__待办事项__
[a] 用两句话概括下面这份VOC数据集生成代码说明。
[b] 根据这份VOC数据集生成代码说明，判断下列说法是否与之相符，逐条回答"是"或"否"，并原样引用起决定作用的文字：(i) 缩放后的图像保存在名为 re_image 的目录中；(ii) 程序会处理目录里任何扩展名的文件；(iii) 缩放图像时使用 cv.INTER_NEAREST 插值。
[c] 从最后一行之后接着往下写这份VOC数据集生成代码说明。

VOC数据集生成代码使用说明

#split.py 文件 输入格式为images ,和标签txt文件，txt中的数据为坐标值共8个。

import os

import numpy as np

import math

import cv2 as cv

import imageio

#path = '/media/D/code/OCR/text-detection-ctpn/data/mlt_english+chinese/image'

#path = '/home/chendali1/Gsj/text-detection-ctpn-master/prepare_training_data/image/image_1000/'

path='/home/chendali1/Gsj/prepare_training_data/ICDAR/images_train/'

#gt_path = '/home/chendali1/Gsj/text-detection-ctpn-master/prepare_training_data/label/labelDigit1000/'

gt_path='/home/chendali1/Gsj/prepare_training_data/ICDAR/result_train/'

out_path = 're_image'

if not os.path.exists(out_path):

    os.makedirs(out_path)

files = os.listdir(path)

files.sort()

#files=files[:100]

for file in files:

    _, basename = os.path.split(file)

    if basename.lower().split('.')[-1] not in ['jpg', 'png']:

        continue

    stem, ext = os.path.splitext(basename)

    #stem=stem0.split('_')[2]

    gt_file = os.path.join(gt_path, stem+'.txt')

    img_path = os.path.join(path, file)

    print(img_path)

    #print(gt_file)

    img = cv.imread(img_path)

    if img is None:

        print('****************************')

        print('Image ' + img_path + ' may be a bad picture!')

        print('****************************')

        newname = os.path.join(path,stem+'.gif')

        os.rename(img_path,newname)

        img_path=newname

        print(img_path)

        print('Try read with imageio.')

        gif = imageio.mimread(img_path)

        if gif is None:

            print('****************************')

            print("Image " + img_path + " can't be read!")

            print('****************************')

        print('Read success!')

        img = cv.cvtColor(gif[0], cv.COLOR_RGB2BGR)

    img_size = img.shape

    im_size_min = np.min(img_size[0:2])

    im_size_max = np.max(img_size[0:2])

    im_scale = float(600) / float(im_size_min)

    if np.round(im_scale * im_size_max) > 1200:

        im_scale = float(1200) / float(im_size_max)

    re_im = cv.resize(img, None, None, fx=im_scale, fy=im_scale, interpolation=cv.INTER_LINEAR)

    re_size = re_im.shape

    cv.imwrite(os.path.join(out_path, stem) + '.jpg', re_im)

    with open(gt_file, 'r') as f:

        lines = f.readlines()

    for line in lines:

        splitted_line = line.strip().lower().split(',')

标注数据集条目:
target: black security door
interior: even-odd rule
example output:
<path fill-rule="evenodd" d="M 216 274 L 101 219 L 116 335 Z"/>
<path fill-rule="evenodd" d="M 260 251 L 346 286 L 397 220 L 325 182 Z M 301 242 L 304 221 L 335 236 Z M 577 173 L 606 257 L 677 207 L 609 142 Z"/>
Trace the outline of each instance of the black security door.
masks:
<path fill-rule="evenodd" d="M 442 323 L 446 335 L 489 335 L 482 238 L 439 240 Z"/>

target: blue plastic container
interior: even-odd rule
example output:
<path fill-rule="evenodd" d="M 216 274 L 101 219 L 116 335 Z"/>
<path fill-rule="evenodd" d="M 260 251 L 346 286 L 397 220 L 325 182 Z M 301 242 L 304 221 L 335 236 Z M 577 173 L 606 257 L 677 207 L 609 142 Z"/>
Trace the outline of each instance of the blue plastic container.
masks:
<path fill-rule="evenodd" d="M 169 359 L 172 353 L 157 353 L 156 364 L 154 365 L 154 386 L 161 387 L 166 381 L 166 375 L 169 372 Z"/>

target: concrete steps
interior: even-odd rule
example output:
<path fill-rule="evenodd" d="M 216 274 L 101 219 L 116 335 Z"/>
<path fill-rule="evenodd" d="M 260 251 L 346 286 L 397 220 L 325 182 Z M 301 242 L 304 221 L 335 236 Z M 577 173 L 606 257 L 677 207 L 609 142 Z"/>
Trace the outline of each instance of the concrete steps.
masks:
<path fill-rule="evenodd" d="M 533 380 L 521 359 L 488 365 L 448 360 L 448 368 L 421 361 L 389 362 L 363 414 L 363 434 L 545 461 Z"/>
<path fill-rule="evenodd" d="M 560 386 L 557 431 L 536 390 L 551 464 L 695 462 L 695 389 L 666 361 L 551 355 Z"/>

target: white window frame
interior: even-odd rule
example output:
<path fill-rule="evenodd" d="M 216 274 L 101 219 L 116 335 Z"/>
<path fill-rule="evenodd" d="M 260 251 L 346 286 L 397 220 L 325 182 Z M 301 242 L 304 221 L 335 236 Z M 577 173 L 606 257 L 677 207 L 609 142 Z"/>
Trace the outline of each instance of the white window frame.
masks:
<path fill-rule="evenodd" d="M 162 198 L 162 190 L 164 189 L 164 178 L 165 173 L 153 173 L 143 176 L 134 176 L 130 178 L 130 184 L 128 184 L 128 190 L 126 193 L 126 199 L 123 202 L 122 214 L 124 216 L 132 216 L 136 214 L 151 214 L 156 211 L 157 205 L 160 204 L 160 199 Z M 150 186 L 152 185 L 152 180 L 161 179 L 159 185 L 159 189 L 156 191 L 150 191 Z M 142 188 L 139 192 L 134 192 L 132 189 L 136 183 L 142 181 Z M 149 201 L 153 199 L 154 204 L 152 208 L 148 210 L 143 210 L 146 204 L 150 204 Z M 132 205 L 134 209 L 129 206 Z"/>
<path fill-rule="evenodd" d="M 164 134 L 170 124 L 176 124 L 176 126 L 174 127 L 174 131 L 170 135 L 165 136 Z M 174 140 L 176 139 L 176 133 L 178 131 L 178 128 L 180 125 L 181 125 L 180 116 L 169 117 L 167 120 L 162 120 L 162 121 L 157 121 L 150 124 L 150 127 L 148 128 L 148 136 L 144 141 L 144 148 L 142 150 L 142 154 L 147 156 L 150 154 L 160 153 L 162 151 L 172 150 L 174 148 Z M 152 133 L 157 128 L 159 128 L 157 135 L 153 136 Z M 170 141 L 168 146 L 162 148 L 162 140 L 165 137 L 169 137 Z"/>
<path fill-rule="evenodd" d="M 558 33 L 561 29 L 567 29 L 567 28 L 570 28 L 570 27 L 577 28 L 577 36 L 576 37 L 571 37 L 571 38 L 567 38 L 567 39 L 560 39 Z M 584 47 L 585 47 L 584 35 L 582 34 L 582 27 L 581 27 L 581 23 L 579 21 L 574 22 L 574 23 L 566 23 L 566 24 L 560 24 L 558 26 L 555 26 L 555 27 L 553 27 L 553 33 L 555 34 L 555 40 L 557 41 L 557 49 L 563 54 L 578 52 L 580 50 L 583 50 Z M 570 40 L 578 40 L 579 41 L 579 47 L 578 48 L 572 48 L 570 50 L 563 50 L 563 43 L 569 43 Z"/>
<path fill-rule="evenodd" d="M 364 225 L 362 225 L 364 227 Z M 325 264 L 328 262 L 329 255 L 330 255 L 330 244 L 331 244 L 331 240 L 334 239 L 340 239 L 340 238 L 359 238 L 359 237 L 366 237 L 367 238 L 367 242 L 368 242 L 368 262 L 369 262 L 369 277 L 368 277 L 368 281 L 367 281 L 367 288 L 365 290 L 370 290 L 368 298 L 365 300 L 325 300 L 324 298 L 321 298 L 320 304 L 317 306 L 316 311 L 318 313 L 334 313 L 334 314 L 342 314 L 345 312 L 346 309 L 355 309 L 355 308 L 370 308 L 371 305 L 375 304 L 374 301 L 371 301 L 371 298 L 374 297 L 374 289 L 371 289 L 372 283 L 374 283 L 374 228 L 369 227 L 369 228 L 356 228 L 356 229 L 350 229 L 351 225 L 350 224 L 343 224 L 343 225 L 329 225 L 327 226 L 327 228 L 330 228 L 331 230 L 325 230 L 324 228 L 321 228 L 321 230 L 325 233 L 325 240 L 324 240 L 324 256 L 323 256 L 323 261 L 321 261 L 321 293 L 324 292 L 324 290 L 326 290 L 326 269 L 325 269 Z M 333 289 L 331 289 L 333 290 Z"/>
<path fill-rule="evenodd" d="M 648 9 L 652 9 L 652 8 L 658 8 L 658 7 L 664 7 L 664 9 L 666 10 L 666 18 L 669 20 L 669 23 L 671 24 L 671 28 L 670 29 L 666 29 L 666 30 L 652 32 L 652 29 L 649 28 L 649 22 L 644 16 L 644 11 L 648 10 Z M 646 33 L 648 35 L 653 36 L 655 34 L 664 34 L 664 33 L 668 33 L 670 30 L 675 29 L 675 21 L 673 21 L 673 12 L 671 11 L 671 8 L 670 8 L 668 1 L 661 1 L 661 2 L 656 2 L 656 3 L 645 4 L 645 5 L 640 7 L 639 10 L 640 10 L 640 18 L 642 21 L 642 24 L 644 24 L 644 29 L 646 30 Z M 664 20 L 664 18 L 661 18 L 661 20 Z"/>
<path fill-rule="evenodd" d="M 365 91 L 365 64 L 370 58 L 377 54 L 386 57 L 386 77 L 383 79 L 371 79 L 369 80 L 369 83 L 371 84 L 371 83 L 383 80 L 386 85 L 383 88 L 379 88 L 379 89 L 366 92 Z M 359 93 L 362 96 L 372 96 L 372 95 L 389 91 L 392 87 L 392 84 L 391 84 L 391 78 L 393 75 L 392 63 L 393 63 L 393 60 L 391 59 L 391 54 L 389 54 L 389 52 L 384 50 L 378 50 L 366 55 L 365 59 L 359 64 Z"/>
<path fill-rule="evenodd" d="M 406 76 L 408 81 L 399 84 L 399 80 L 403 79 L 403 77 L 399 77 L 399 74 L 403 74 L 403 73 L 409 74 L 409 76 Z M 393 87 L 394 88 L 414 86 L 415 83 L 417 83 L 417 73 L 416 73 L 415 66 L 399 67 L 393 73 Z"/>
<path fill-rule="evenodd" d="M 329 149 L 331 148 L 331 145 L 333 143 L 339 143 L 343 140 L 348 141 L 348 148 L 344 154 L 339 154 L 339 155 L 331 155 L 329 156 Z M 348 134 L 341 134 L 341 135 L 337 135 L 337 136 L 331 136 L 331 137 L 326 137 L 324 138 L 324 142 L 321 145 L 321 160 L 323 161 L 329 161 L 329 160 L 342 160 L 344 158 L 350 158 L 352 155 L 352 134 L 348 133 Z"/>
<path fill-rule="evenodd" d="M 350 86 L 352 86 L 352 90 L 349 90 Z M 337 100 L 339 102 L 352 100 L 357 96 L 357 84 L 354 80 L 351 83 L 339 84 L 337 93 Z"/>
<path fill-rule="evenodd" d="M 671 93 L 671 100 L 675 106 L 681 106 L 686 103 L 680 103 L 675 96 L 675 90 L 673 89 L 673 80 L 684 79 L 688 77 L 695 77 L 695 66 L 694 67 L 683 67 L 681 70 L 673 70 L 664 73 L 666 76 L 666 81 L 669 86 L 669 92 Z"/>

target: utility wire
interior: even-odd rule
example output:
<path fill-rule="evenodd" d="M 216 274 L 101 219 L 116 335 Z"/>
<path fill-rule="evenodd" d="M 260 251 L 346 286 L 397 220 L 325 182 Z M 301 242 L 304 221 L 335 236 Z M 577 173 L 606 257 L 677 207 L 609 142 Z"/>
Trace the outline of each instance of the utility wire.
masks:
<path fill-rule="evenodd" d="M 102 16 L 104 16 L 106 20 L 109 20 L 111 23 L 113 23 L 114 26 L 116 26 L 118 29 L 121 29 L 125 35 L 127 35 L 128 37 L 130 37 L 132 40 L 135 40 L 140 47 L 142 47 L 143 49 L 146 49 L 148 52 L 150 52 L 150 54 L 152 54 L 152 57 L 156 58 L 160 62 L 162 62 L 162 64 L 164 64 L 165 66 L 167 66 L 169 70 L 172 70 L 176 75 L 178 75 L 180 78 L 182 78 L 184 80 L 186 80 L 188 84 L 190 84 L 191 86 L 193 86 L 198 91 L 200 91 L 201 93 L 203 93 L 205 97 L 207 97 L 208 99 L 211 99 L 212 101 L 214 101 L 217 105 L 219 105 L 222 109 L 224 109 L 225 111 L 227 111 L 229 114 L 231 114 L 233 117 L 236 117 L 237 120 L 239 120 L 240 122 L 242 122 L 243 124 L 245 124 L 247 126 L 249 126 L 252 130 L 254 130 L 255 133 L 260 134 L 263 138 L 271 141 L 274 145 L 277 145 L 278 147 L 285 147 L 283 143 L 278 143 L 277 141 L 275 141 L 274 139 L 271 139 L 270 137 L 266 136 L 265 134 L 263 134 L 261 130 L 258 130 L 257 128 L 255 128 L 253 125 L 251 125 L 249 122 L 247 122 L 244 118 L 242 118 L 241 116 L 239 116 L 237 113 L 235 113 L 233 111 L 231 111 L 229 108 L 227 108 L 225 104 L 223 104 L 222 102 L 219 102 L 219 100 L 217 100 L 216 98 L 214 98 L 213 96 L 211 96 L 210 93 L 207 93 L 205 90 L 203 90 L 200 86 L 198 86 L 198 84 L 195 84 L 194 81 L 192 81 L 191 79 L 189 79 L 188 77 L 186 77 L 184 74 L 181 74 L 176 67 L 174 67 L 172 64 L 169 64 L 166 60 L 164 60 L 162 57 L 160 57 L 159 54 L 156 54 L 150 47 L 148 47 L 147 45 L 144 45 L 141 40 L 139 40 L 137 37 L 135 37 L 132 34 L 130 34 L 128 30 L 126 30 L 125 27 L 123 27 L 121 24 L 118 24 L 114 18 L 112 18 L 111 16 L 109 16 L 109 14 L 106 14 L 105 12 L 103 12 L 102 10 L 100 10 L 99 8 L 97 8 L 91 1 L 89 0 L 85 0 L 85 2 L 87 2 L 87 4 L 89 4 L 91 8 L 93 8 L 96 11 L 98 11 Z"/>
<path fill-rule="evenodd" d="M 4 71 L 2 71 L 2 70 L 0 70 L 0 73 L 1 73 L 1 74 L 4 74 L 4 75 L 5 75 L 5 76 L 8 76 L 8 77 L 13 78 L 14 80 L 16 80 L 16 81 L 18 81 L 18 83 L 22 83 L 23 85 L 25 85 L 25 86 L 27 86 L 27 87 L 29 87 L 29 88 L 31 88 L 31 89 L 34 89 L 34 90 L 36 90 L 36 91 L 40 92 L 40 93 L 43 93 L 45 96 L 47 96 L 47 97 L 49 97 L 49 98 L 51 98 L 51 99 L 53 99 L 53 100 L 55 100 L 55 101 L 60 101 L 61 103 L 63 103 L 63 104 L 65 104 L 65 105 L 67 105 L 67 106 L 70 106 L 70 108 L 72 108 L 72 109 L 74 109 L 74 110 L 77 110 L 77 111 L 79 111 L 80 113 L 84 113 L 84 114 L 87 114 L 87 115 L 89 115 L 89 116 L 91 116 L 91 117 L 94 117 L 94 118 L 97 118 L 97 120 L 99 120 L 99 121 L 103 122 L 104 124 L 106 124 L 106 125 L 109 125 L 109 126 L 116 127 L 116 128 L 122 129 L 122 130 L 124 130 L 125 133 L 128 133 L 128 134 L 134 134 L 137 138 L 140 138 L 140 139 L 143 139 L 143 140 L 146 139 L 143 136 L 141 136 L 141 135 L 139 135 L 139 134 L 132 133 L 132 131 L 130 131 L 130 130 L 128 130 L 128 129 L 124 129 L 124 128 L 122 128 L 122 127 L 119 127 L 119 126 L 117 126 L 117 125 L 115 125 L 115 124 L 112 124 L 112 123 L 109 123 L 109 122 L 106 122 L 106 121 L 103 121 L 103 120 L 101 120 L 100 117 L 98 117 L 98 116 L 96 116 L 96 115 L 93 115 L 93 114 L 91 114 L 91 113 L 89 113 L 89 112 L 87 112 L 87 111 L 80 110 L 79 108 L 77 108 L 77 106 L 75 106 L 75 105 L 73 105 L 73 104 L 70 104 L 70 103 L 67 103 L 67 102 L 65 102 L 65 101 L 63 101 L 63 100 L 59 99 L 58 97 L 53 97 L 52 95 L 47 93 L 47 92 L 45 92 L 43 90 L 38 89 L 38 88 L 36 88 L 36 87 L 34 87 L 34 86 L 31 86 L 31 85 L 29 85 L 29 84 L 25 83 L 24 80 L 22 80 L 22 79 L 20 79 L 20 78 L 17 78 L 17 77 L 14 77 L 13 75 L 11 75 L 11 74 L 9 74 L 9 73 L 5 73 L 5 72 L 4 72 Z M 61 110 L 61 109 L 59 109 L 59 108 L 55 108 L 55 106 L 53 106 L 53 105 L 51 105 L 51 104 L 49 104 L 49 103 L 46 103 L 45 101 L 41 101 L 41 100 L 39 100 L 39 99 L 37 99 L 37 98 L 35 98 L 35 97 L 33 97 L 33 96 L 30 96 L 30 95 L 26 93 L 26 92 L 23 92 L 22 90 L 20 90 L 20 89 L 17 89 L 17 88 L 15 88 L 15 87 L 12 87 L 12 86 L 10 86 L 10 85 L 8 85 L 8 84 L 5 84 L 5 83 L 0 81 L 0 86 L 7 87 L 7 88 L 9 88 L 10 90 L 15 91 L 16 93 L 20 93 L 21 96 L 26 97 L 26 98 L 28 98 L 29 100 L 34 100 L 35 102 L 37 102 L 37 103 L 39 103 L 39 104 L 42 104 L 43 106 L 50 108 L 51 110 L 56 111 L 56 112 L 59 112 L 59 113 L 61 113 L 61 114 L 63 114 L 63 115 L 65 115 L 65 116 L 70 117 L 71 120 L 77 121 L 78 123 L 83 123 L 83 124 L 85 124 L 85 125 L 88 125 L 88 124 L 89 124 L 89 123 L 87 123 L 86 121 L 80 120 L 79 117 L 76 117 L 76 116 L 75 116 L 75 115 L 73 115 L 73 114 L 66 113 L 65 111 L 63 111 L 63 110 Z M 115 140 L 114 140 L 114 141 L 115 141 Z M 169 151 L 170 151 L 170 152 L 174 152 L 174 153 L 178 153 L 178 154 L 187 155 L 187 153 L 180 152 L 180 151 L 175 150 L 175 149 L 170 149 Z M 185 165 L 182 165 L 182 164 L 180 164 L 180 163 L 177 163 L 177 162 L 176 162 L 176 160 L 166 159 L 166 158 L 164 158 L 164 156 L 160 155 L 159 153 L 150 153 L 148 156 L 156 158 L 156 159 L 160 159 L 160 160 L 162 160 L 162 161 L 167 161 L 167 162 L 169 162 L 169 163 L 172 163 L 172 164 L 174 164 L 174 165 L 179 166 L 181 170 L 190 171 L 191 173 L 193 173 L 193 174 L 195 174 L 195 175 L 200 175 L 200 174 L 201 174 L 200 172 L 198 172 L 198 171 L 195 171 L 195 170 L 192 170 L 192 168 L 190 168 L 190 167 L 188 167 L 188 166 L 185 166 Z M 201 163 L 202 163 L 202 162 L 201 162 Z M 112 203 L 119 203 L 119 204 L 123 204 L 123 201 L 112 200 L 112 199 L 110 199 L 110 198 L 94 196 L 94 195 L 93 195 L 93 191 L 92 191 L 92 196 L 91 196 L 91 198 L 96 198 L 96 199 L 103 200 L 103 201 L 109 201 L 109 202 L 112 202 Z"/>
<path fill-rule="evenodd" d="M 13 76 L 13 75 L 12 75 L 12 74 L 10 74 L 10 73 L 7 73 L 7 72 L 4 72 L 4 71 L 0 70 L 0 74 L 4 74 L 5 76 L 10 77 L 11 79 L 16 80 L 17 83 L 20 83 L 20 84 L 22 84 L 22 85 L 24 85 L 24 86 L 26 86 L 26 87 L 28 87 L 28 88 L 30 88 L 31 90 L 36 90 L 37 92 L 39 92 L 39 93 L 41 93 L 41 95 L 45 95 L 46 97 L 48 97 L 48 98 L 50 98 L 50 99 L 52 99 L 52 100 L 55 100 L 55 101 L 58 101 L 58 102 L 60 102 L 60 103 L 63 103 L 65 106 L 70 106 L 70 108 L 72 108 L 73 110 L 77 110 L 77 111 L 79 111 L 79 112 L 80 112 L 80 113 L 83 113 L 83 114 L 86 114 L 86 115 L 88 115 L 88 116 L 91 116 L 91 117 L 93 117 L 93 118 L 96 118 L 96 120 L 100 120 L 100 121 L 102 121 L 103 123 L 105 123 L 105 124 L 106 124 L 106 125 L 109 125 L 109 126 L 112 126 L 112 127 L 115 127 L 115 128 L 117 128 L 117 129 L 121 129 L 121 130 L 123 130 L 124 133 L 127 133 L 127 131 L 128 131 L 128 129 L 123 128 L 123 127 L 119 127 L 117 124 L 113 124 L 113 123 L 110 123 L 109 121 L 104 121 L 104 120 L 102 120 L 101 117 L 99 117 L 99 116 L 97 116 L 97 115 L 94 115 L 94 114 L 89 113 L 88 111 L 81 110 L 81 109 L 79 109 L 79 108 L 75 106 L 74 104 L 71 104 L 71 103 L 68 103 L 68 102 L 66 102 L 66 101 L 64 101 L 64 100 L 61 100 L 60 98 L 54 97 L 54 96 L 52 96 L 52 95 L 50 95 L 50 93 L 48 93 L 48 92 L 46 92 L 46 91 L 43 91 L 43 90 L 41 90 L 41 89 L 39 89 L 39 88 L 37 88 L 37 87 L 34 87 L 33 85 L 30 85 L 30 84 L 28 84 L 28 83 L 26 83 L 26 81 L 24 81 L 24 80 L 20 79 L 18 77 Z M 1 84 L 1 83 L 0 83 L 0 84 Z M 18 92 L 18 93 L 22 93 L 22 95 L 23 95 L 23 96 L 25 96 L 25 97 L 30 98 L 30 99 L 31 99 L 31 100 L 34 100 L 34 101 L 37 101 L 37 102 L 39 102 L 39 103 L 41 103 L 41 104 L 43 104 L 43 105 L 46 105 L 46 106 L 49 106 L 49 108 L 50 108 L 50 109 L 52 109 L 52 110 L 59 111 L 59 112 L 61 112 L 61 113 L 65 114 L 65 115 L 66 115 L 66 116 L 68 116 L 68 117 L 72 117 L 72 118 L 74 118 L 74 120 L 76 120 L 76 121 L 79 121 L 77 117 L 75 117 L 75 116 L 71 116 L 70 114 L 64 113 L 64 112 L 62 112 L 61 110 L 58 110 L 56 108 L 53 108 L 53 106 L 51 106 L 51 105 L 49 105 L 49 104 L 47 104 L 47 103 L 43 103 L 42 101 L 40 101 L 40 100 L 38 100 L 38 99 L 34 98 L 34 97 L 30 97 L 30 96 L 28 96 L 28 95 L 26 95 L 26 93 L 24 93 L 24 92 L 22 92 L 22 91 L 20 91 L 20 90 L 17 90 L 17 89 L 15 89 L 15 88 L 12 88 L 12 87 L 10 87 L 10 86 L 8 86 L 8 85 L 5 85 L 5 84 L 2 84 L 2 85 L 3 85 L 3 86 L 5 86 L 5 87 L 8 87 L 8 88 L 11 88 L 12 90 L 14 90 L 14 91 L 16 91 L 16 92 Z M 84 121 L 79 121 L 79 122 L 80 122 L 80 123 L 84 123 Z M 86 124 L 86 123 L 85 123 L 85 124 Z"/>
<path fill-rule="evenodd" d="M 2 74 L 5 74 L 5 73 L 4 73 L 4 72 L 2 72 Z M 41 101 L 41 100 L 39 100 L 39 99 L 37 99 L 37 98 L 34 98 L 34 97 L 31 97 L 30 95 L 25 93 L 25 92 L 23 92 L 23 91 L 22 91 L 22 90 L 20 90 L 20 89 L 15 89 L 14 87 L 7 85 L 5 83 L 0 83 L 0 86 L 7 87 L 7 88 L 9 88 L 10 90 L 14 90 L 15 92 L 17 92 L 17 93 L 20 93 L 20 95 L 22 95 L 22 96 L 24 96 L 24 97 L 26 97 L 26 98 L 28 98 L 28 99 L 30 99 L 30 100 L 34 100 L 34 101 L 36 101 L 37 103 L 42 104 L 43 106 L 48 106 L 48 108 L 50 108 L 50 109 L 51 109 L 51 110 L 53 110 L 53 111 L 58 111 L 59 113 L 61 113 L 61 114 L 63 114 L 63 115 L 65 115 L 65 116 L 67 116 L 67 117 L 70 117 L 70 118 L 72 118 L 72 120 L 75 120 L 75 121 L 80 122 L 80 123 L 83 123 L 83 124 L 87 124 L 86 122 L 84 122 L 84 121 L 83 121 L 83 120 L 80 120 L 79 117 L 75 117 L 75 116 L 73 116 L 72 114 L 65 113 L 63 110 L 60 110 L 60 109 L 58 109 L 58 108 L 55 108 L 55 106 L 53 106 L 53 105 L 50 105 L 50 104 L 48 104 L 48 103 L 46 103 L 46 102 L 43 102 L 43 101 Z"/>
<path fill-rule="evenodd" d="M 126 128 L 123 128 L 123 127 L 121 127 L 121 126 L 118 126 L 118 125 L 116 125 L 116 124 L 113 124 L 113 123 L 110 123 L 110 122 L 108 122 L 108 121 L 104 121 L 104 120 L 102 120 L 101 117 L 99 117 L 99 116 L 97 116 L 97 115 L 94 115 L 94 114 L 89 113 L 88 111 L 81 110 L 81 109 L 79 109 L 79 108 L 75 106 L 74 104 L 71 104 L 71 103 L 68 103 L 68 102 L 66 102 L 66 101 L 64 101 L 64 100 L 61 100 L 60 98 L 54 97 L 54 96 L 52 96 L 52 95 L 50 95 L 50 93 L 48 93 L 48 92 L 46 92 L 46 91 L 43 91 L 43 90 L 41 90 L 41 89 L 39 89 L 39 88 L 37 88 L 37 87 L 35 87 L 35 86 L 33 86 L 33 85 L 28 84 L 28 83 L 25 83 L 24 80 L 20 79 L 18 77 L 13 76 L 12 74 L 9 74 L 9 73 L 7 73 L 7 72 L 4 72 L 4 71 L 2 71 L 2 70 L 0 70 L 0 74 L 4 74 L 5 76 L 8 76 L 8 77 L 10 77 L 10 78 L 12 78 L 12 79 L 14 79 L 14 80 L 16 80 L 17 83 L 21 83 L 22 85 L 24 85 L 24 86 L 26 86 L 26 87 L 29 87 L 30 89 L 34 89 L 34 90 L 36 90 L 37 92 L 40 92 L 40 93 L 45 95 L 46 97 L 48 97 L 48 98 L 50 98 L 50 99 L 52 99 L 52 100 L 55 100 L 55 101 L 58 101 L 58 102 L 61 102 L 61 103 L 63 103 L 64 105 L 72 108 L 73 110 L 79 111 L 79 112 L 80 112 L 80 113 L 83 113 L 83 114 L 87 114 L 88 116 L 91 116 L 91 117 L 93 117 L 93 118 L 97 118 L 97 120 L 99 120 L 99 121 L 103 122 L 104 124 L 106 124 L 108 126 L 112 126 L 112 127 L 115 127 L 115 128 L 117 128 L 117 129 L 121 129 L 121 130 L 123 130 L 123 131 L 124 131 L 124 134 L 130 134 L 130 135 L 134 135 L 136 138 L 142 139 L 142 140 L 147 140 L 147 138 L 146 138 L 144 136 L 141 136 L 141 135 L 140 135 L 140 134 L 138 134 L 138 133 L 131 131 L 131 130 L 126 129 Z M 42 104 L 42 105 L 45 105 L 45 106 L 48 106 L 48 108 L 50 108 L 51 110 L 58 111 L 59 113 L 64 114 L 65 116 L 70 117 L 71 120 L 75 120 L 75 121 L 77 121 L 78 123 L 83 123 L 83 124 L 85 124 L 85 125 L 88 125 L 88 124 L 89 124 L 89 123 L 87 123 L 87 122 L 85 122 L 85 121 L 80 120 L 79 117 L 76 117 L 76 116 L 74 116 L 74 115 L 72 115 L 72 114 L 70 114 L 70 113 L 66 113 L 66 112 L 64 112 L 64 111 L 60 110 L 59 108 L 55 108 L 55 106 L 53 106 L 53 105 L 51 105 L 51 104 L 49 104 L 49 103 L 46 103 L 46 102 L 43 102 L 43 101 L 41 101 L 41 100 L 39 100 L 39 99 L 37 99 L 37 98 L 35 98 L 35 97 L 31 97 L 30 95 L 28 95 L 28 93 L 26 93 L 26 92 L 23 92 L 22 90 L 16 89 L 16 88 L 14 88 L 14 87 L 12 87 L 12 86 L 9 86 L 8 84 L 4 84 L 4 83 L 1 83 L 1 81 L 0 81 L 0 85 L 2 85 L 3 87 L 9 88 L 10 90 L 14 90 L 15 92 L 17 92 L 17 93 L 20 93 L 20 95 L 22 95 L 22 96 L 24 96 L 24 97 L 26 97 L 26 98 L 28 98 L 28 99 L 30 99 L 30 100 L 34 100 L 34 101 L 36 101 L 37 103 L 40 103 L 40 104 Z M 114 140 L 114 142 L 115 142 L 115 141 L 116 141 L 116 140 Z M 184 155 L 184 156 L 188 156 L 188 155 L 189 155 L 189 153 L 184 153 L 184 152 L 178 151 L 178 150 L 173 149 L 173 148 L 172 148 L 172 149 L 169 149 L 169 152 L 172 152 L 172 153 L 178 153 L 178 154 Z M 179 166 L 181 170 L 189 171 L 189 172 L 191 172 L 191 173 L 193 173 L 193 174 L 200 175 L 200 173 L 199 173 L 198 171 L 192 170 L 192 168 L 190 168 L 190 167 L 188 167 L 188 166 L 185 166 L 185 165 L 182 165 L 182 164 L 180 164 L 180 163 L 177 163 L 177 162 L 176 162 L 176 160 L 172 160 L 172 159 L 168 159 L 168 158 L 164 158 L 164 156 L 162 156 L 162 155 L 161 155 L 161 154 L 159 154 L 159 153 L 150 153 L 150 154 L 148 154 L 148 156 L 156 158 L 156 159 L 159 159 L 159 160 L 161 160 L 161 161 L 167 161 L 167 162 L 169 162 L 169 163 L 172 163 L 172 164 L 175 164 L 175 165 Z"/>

__回答内容__
[a] split.py 的输入是图像和标签 txt 文件，txt 中的数据为 8 个坐标值。代码处理图像目录中的 jpg 和 png 文件：若 OpenCV 读取失败，就把文件改名为 gif，再用 imageio 读取；随后按最短边 600、最长边不超过 1200 的比例缩放图像，以 jpg 格式存入 re_image 目录，并读取对应的标签文件。

[b]
(i) 是："out_path = 're_image'"
(ii) 否："if basename.lower().split('.')[-1] not in ['jpg', 'png']:"
(iii) 否："interpolation=cv.INTER_LINEAR"

[c]
        pt_x = np.zeros((4, 1))

        pt_y = np.zeros((4, 1))

        pt_x[0, 0] = int(float(splitted_line[0]) / img_size[1] * re_size[1])

        pt_y[0, 0] = int(float(splitted_line[1]) / img_size[0] * re_size[0])

        pt_x[1, 0] = int(float(splitted_line[2]) / img_size[1] * re_size[1])

        pt_y[1, 0] = int(float(splitted_line[3]) / img_size[0] * re_size[0])

        pt_x[2, 0] = int(float(splitted_line[4]) / img_size[1] * re_size[1])

        pt_y[2, 0] = int(float(splitted_line[5]) / img_size[0] * re_size[0])

        pt_x[3, 0] = int(float(splitted_line[6]) / img_size[1] * re_size[1])

        pt_y[3, 0] = int(float(splitted_line[7]) / img_size[0] * re_size[0])

        ind_x = np.argsort(pt_x, axis=0)

        pt_x = pt_x[ind_x]

        pt_y = pt_y[ind_x]

        if pt_y[0] < pt_y[1]:

            pt1 = (pt_x[0], pt_y[0])

            pt3 = (pt_x[1], pt_y[1])

        else:

            pt1 = (pt_x[1], pt_y[1])

            pt3 = (pt_x[0], pt_y[0])

        if pt_y[2] < pt_y[3]:

            pt2 = (pt_x[2], pt_y[2])

            pt4 = (pt_x[3], pt_y[3])

        else:

            pt2 = (pt_x[3], pt_y[3])

            pt4 = (pt_x[2], pt_y[2])

        xmin = int(min(pt1[0], pt2[0]))

        ymin = int(min(pt1[1], pt2[1]))

        xmax = int(max(pt2[0], pt4[0]))

        ymax = int(max(pt3[1], pt4[1]))

        if xmin < 0:

            xmin = 0

        if xmax > re_size[1] - 1:

            xmax = re_size[1] - 1

        if ymin < 0:

            ymin = 0

        if ymax > re_size[0] - 1:

            ymax = re_size[0] - 1

        width = xmax - xmin

        height = ymax - ymin

        # reimplement

        step = 16.0

        x_left = []

        x_right = []

        x_left.append(xmin)

        x_left_start = int(math.ceil(xmin / 16.0) * 16.0)

        if x_left_start == xmin:

            x_left_start = xmin + 16

        for i in np.arange(x_left_start, xmax, 16):

            x_left.append(i)

        x_left = np.array(x_left)

        x_right.append(x_left_start - 1)

        for i in range(1, len(x_left) - 1):

            x_right.append(x_left[i] + 15)

        x_right.append(xmax)

        x_right = np.array(x_right)

        idx = np.where(x_left == x_right)

        x_left = np.delete(x_left, idx, axis=0)

        x_right = np.delete(x_right, idx, axis=0)

        if not os.path.exists('label_tmp'):

            os.makedirs('label_tmp')

        with open(os.path.join('label_tmp', stem) + '.txt', 'a') as f:

            #for i in range(len(x_left)):

            f.writelines("tianchi\t")

            f.writelines(str(int( pt_x[0, 0])))

            f.writelines("\t")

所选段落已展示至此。